__ACTION ITEM__. Once you find the line with "wooden cabinet, and", copy it and every line after it through the end of the entries below, exactly as written.
DATA TO PROCESS section start
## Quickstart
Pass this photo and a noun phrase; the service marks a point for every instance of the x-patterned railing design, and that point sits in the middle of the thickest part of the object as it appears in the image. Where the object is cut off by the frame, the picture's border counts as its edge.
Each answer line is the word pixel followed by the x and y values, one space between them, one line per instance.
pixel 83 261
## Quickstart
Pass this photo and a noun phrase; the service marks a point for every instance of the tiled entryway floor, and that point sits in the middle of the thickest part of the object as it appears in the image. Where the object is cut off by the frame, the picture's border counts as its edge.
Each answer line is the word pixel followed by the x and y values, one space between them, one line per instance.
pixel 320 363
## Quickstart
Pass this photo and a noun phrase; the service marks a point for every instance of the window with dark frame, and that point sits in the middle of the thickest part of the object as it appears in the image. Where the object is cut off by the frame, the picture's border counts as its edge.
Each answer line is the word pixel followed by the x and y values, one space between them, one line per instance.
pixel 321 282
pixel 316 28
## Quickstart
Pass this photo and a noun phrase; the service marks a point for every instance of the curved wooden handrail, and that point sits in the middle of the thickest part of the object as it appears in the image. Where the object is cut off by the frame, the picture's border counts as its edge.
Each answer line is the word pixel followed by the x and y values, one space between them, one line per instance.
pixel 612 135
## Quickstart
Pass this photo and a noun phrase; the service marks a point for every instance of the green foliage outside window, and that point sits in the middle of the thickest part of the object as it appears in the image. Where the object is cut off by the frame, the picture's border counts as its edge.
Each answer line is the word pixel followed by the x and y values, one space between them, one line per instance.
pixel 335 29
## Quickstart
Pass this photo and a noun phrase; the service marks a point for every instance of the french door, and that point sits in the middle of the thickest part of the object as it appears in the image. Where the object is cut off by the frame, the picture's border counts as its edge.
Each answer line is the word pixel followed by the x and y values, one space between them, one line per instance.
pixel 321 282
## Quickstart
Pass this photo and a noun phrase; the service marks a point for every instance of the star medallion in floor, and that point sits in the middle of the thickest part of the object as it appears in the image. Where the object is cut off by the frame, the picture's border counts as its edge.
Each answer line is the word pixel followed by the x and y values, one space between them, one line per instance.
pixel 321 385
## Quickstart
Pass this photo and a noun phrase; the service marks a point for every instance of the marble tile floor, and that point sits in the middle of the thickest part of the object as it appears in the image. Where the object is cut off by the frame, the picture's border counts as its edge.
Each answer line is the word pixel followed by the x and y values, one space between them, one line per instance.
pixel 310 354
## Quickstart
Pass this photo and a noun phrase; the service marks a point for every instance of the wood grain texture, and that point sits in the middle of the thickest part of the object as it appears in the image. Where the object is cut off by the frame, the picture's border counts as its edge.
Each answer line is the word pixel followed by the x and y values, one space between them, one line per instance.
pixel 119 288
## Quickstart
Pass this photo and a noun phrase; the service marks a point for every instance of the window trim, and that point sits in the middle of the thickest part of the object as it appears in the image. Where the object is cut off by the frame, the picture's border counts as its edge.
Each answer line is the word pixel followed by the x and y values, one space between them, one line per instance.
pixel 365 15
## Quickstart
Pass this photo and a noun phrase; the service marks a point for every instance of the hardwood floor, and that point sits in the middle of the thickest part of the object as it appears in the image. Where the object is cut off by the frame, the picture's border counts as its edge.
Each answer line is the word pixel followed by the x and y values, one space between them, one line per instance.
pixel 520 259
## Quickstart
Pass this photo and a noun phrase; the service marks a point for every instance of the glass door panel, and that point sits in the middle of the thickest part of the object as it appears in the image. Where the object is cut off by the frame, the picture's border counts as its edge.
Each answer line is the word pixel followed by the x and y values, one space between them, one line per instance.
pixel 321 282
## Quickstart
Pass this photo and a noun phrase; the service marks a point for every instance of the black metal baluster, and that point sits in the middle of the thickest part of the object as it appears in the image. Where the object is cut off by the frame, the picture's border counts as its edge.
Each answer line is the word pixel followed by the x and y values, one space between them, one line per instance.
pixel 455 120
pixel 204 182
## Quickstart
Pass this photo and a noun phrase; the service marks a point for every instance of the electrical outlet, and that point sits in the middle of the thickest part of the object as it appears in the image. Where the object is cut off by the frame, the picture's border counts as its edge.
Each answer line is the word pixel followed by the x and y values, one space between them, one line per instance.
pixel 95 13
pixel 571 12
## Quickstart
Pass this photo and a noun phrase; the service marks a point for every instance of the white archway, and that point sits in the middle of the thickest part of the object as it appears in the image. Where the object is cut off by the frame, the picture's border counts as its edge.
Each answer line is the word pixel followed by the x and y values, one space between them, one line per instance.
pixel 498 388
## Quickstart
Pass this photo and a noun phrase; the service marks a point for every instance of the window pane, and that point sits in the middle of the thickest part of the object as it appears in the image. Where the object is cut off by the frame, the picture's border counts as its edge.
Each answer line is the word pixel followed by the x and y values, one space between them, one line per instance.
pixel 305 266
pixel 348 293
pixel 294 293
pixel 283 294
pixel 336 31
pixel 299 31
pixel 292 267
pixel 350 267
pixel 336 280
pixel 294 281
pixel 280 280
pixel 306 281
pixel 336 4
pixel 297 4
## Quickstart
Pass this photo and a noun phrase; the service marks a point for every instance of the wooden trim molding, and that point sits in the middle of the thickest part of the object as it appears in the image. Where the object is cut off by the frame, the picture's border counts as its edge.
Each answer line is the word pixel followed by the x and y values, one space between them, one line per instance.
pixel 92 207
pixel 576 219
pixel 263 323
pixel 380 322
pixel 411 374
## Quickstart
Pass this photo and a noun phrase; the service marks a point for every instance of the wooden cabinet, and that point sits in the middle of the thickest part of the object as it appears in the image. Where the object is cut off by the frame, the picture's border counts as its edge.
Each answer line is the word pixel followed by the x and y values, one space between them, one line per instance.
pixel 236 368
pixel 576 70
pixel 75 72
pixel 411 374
DATA TO PROCESS section end
__EXERCISE RESPONSE__.
Pass this photo and a noun phrase; the service marks a point for every instance of the wooden cabinet, and that point sits in the middle of the thickest part of the object as it appears in the image. Where the object is cut off by the frame, the picture's border counts as its edge.
Each answer line is the word pixel followed by the x and y values, one space between them, one line per instance.
pixel 236 368
pixel 576 70
pixel 75 72
pixel 411 374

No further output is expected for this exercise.